• **Provided text**:
++++++

Cellulose ether is a general name for various derivatives obtained through the etherification of natural cellulose. As the primary raw material, the source, type, treatment method, and process of cellulose have a decisive impact on the synthesis and application of cellulose ether.
Sources and types of cellulose
As early as 1838, French botanist Anselme Payen treated wood alternately with nitric acid and sodium hydroxide solutions and isolated a white substance with a uniform structure. He named it cellulose for the first time, which means the substance obtained after cell rupture. The polymeric form of cellulose was not identified until 1932 by Staudinger.
As the most abundant natural organic, renewable resource, cellulose comes from green terrestrial, seabed plants and animals. According to the source, plant cellulose is divided into cotton, wood, hemp, and various straw types. It is the main component of plant fiber cell walls; some are animal cellulose from animal bacteria, seabed organisms, and various animals. Due to climate and regional differences, the types of wood fibers owned by each country are also different for the industrial production of cellulose ether. The world’s leading natural wood fibers come from various softwoods and hardwoods. In addition to natural forests, there are also some cultivated softwood and hardwood species. Various other non-wood fiber raw materials, mainly grass plants, such as cereals (rice, wheat), straw, sugarcane bagasse, and bamboo, are also important sources of fiber but have yet to be fully utilized.

++++++

• **Stored entries**:
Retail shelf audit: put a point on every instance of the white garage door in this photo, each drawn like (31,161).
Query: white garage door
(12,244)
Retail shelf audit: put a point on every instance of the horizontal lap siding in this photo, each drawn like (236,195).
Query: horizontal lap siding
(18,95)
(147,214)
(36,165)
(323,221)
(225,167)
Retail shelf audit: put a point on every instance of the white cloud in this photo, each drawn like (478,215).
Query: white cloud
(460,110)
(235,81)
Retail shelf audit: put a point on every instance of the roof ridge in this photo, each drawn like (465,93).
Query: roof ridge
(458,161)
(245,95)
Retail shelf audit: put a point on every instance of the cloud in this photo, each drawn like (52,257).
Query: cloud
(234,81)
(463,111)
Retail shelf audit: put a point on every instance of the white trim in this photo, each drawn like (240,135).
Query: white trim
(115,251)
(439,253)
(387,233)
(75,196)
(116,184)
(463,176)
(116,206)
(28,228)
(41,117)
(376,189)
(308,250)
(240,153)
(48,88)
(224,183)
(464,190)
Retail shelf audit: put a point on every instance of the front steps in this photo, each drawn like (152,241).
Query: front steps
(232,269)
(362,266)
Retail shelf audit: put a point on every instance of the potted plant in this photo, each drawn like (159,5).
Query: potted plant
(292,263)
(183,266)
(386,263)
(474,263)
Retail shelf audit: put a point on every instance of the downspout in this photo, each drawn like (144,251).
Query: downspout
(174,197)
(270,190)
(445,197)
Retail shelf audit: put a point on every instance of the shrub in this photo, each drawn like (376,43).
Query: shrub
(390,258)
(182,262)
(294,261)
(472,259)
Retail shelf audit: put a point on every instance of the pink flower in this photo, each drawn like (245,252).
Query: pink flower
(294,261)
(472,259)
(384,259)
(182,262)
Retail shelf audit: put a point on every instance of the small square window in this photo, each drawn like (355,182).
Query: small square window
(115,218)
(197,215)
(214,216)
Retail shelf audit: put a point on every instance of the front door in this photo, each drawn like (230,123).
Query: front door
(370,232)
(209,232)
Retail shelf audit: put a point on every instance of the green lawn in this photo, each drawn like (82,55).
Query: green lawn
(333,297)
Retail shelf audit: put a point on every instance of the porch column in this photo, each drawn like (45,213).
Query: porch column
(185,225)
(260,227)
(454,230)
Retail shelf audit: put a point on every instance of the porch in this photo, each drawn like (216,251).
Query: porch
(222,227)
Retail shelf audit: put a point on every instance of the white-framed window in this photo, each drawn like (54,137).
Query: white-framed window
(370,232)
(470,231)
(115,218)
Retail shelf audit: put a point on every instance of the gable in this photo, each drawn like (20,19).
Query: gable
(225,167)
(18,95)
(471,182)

++++++

From the cellulose ether text, list each type that plant cellulose is divided into by source.

Cotton, wood, hemp, and various straw types.